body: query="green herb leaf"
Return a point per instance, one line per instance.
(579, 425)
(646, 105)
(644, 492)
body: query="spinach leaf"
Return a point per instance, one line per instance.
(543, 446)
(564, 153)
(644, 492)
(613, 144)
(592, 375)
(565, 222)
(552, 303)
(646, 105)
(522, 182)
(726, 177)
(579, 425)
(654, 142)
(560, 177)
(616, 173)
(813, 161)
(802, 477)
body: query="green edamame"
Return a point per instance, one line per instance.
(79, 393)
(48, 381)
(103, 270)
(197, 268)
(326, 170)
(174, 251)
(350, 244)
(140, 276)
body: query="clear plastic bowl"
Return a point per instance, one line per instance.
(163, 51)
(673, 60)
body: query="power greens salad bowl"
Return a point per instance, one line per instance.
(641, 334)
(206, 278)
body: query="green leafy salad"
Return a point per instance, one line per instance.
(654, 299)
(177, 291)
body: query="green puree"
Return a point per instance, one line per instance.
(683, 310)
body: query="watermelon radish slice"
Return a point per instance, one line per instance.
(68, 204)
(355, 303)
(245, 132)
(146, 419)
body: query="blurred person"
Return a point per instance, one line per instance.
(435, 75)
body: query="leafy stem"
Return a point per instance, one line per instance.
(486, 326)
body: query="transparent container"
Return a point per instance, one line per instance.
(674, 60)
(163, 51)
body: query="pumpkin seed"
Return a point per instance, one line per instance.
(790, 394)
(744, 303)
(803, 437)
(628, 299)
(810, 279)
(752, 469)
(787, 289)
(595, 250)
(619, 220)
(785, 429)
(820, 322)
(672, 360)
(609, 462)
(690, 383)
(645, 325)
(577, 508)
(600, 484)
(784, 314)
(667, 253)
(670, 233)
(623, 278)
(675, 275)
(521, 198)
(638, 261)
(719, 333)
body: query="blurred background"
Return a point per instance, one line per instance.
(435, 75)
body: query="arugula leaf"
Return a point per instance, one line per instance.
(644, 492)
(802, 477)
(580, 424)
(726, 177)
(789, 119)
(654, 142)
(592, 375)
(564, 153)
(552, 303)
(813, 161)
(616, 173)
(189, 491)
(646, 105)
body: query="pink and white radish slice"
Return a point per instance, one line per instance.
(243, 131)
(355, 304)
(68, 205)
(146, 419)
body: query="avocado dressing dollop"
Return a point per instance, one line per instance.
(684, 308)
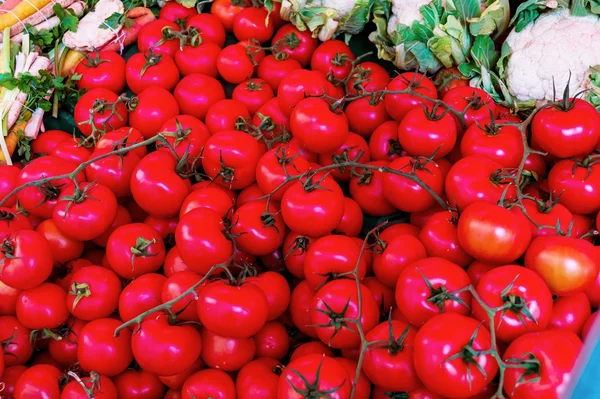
========================================================================
Scan the material above for the word "slice", and copy each line where it appears.

body: query="watermelon radish slice"
body: query="pink and white radish slice"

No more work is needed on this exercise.